TASK → Begin at the line containing "Practice. Locate the utility" in the entries below and end at the line containing "Practice. Locate the fence"; transcribe that range exactly and nothing outside it.

RECORDS FOR THIS TASK →

== Segment start ==

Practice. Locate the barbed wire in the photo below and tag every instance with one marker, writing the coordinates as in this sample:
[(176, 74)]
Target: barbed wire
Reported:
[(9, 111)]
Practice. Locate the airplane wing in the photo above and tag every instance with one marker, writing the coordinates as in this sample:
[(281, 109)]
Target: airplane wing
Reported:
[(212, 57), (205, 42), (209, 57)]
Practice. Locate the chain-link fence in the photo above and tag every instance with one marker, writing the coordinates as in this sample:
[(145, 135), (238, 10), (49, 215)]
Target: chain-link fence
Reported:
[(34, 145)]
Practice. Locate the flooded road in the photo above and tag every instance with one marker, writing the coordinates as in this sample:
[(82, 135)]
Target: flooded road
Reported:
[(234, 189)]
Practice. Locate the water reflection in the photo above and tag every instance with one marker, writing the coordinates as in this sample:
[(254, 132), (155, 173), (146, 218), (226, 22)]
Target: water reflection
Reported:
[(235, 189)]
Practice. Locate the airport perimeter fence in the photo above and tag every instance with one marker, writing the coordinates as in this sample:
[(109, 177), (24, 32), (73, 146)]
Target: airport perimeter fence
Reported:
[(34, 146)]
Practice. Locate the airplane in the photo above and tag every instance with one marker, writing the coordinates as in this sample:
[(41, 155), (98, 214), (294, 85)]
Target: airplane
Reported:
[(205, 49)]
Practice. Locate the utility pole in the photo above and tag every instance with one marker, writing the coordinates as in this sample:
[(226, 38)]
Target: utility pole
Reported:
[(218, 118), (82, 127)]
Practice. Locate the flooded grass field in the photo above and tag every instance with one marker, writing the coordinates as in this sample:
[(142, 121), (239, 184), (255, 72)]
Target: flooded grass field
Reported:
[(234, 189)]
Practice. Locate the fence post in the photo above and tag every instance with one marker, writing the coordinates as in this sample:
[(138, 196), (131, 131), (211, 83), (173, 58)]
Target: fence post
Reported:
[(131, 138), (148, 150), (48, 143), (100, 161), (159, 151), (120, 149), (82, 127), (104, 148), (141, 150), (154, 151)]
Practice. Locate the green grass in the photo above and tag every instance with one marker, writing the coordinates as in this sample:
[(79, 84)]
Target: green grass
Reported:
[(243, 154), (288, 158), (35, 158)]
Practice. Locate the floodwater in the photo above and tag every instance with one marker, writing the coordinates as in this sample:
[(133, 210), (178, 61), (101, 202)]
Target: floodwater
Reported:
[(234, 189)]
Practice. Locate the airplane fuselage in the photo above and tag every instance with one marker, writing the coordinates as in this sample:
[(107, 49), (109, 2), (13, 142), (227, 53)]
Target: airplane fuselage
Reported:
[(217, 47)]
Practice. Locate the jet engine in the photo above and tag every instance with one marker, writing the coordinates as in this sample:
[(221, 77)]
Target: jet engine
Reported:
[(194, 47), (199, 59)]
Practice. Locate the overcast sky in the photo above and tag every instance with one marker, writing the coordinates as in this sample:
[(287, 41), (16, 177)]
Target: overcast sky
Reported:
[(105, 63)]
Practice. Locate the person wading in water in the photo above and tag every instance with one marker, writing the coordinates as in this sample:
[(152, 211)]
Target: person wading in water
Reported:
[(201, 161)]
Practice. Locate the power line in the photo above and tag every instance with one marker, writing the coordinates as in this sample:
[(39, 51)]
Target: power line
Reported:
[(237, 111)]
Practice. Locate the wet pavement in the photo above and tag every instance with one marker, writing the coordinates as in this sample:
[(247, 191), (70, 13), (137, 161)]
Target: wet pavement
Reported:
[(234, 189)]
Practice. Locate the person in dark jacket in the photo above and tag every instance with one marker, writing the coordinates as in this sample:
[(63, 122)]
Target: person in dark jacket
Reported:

== Segment end ==

WRITTEN ANSWER →
Practice. Locate the utility pole in the photo above and tag every instance with one marker, writing the coordinates as in this sample:
[(226, 38)]
Target: utility pole
Reported:
[(218, 118), (82, 127)]
Practice. Locate the flooded grass field in the photo above and tag every instance with one marker, writing the coordinates as in this sample:
[(142, 121), (239, 184), (255, 72)]
Target: flooded grass field
Reported:
[(234, 189)]
Practice. Locate the fence post in the photo above and tag every instance with one marker, writing the coordinates as in this sample:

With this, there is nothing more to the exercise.